> [What is needed]: Locate the line containing "Please locate the beige" in the data below. Reproduce it and every following line up to the end, exactly as given.

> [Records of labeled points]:
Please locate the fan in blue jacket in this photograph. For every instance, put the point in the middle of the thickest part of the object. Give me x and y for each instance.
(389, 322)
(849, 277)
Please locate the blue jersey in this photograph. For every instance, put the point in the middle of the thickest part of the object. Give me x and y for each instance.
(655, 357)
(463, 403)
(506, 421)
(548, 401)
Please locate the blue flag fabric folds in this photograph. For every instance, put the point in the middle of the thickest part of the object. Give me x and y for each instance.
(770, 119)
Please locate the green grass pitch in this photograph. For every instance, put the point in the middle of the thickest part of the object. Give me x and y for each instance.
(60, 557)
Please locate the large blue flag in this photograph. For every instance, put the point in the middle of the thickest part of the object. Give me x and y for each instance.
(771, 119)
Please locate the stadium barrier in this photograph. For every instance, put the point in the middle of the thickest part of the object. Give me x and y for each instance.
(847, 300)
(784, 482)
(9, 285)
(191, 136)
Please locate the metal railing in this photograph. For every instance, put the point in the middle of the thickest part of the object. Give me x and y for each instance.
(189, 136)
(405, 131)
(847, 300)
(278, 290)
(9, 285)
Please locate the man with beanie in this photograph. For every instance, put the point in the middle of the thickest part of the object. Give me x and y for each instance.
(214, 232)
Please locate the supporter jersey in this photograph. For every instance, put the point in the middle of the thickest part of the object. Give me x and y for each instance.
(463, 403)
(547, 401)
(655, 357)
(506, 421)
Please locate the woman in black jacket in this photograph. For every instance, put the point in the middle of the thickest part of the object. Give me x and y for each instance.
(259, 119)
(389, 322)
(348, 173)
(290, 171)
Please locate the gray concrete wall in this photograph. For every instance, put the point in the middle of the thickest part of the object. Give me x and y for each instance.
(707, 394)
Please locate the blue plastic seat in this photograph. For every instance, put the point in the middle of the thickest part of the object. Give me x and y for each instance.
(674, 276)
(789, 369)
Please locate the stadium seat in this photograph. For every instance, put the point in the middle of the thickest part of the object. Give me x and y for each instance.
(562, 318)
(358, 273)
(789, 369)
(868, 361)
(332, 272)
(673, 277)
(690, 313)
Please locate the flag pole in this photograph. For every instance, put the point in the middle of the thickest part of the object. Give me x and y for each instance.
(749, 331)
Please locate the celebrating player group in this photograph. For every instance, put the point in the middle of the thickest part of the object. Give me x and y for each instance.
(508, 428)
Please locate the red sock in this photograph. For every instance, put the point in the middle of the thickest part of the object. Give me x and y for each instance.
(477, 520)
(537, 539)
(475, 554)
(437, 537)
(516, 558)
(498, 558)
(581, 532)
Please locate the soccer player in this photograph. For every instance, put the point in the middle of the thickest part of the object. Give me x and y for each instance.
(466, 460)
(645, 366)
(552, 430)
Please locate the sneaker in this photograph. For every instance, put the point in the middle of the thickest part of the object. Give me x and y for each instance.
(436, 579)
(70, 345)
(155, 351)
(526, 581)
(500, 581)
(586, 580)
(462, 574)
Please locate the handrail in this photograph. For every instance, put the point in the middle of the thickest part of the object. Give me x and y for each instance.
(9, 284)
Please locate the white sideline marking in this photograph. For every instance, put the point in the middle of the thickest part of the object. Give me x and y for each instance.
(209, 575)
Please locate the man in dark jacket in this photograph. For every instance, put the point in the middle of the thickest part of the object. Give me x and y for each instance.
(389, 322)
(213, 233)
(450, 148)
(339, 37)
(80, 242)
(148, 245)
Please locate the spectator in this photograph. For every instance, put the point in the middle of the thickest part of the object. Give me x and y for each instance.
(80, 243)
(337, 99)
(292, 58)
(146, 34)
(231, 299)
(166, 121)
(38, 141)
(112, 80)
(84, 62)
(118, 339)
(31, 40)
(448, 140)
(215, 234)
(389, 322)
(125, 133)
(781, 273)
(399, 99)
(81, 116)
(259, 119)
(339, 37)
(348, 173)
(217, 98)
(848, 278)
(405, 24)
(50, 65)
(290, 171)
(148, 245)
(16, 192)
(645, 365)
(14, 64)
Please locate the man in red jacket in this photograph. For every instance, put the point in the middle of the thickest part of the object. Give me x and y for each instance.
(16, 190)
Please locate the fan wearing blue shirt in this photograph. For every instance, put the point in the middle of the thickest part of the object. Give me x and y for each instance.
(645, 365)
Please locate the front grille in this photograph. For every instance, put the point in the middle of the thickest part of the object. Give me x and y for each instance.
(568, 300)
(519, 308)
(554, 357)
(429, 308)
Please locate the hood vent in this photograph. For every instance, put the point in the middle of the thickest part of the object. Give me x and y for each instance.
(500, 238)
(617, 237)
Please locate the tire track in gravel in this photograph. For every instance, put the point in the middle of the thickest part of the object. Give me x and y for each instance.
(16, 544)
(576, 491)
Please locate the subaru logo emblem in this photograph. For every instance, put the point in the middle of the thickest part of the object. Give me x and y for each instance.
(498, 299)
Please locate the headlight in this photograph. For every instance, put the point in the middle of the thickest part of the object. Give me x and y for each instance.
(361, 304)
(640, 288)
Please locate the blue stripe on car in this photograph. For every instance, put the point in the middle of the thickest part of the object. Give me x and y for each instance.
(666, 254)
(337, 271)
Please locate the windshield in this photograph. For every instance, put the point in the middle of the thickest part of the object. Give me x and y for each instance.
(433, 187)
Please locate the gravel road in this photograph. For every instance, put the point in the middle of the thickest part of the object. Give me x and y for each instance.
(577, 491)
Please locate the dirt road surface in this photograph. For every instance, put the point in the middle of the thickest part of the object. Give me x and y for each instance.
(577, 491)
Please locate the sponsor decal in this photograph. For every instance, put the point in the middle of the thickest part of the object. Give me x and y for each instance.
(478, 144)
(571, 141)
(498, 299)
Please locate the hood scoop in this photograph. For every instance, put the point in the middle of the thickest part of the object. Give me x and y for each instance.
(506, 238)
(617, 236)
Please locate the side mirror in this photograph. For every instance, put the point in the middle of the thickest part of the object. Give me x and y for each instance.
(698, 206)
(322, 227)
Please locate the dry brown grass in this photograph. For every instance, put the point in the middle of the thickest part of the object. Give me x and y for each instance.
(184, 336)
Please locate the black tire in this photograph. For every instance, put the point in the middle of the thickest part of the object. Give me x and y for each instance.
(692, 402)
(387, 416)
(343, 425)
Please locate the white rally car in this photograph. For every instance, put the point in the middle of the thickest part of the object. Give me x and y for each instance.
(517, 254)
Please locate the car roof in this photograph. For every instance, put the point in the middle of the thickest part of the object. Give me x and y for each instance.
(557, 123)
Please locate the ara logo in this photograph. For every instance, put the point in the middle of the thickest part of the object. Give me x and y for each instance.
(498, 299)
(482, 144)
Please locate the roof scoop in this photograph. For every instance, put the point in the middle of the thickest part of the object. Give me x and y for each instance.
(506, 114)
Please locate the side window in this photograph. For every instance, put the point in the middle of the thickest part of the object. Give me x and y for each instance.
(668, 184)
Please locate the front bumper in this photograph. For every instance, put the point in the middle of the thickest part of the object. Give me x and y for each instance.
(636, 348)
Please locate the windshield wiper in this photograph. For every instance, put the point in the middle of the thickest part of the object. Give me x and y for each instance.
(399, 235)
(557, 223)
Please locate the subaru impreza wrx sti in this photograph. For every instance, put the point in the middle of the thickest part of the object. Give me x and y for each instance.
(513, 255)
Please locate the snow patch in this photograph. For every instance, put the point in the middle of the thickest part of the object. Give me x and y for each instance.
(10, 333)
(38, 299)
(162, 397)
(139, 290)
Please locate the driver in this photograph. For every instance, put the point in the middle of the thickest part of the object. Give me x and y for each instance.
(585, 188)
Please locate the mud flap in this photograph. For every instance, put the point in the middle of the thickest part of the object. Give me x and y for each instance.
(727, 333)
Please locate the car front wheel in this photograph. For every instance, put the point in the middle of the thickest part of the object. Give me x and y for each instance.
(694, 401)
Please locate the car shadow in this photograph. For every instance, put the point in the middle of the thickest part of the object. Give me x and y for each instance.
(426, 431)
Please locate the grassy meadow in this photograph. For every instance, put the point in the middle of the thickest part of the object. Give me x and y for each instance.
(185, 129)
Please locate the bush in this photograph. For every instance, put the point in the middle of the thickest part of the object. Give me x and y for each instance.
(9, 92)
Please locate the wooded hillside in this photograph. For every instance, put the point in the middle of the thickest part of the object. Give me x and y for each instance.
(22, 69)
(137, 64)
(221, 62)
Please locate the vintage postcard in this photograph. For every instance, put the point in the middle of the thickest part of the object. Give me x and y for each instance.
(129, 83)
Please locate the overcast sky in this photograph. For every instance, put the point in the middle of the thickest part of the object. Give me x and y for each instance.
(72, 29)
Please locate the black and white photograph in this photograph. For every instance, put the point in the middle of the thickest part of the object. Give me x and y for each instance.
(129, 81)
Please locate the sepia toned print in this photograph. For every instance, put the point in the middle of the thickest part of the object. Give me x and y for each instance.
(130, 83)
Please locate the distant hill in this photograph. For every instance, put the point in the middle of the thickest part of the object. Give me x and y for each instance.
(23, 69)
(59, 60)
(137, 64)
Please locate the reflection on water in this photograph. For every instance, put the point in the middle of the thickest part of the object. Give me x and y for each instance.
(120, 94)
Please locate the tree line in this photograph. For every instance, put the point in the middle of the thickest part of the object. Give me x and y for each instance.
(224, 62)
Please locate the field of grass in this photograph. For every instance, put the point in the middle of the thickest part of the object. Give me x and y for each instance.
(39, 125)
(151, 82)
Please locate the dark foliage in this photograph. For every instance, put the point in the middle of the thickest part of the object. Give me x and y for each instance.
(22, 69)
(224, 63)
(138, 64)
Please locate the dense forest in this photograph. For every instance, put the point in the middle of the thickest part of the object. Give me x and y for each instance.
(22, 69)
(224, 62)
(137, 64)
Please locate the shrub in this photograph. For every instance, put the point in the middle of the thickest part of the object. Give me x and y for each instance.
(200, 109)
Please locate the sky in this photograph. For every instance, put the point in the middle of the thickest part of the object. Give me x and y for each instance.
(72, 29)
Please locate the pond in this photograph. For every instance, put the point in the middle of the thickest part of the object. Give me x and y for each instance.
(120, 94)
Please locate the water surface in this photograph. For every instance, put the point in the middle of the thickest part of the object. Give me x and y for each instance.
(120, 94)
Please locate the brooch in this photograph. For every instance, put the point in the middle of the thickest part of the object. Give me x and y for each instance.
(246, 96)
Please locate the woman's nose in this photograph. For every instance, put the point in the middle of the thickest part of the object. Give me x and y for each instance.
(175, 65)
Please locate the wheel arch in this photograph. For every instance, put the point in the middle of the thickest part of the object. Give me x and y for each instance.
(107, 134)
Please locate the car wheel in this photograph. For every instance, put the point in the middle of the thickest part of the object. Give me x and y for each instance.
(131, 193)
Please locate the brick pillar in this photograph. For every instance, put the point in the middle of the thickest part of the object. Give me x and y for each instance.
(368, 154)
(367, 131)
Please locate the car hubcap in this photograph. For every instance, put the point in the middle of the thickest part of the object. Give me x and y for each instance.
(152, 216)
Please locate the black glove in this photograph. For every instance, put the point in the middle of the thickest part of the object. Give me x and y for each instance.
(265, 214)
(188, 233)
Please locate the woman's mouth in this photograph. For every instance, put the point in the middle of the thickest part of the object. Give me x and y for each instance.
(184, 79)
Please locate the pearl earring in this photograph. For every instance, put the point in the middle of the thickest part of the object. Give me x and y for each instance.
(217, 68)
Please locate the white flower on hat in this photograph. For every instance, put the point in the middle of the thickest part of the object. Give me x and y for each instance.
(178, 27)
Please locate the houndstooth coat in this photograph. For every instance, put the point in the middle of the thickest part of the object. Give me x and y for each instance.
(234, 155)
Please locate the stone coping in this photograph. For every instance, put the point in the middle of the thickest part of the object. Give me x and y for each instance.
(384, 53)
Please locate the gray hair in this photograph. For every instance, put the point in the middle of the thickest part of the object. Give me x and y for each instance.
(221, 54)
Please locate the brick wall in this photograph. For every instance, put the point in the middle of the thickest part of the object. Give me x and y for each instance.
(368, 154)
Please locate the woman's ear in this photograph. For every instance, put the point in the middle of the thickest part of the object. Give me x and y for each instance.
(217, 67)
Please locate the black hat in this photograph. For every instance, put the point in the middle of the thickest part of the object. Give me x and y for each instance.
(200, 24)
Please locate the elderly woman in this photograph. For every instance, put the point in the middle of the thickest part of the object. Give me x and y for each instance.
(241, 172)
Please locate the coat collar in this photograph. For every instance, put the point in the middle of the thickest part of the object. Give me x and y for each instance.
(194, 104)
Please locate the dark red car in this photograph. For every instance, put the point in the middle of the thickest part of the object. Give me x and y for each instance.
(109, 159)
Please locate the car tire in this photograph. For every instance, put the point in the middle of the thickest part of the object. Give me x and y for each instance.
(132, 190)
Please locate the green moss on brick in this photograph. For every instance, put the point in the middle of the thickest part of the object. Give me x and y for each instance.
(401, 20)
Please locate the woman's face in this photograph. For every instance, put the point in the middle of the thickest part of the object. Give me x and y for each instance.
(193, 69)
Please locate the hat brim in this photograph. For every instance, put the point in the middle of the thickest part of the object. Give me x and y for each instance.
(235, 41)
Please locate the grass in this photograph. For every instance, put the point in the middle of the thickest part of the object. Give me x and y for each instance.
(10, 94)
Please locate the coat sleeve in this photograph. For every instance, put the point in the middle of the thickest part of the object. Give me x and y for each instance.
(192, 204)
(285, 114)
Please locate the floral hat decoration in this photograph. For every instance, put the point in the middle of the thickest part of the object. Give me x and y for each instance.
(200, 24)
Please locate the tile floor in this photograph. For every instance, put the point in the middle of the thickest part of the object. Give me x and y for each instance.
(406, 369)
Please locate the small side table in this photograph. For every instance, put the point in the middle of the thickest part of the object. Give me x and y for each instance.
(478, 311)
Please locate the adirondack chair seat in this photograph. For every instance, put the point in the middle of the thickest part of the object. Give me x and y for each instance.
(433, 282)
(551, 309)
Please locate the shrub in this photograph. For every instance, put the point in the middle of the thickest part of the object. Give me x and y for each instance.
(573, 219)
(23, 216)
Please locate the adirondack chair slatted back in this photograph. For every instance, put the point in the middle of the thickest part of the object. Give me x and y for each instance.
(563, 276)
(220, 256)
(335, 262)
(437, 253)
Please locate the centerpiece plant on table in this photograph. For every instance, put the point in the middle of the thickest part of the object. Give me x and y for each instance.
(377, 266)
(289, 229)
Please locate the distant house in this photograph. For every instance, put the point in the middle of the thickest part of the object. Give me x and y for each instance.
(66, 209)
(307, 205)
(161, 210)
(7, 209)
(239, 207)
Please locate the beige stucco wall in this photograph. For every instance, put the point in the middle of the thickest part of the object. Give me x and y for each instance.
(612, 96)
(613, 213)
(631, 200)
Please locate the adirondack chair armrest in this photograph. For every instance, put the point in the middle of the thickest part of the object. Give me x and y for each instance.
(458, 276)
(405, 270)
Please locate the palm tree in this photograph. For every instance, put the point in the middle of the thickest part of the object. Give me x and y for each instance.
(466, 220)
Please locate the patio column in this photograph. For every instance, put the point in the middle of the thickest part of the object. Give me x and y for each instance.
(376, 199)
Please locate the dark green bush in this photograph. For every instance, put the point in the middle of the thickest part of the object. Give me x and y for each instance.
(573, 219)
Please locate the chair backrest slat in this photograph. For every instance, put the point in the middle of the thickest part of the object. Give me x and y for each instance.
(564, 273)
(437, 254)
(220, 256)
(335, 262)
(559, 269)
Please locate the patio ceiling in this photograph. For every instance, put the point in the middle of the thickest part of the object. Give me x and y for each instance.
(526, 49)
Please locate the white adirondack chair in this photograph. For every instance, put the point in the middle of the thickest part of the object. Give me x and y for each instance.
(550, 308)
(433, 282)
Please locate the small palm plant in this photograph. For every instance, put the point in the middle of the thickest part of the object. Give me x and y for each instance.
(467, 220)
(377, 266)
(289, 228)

> [Result for this task]:
Please locate the beige stucco wall in this photograph. For every instance, put the point in the middle of the thickest part of the object. Give me x and y for each instance.
(612, 96)
(613, 213)
(631, 200)
Please locate the adirondack chair armrest in this photograph. For every instance, put the point in the middle of the thickest part of the object. Give me x and y for each instance.
(458, 276)
(405, 270)
Please locate the palm tree in this photograph. For every instance, put the point in the middle of the thickest part of the object. Give me x and y for each instance.
(466, 220)
Please locate the patio column in this photograph. For every instance, put the point in the middle of the thickest part of the object. Give me x and y for each instance.
(376, 199)
Please locate the dark green bush in this photograph. For every instance, put the point in the middle of the thickest part of the object. Give me x and y for each instance.
(573, 219)
Please locate the chair backrest slat in this photograph. For every instance, put the point in the middle of the thickest part of the object. Give me x and y for each instance.
(564, 273)
(437, 254)
(220, 256)
(335, 262)
(559, 269)
Please locate the patio ceiling in this photograph. For every instance, put the point in the middle of the thickest part of the object. Give me x and y for each instance.
(526, 49)
Please locate the white adirondack chair in this photograph. For every instance, put the point in the middle of the thickest part of the object. Give me x and y for each instance.
(550, 308)
(433, 282)
Please locate the small palm plant in this photograph. For every instance, put the point in the middle of the thickest part of the object. Give me x and y for each instance.
(467, 220)
(377, 266)
(289, 228)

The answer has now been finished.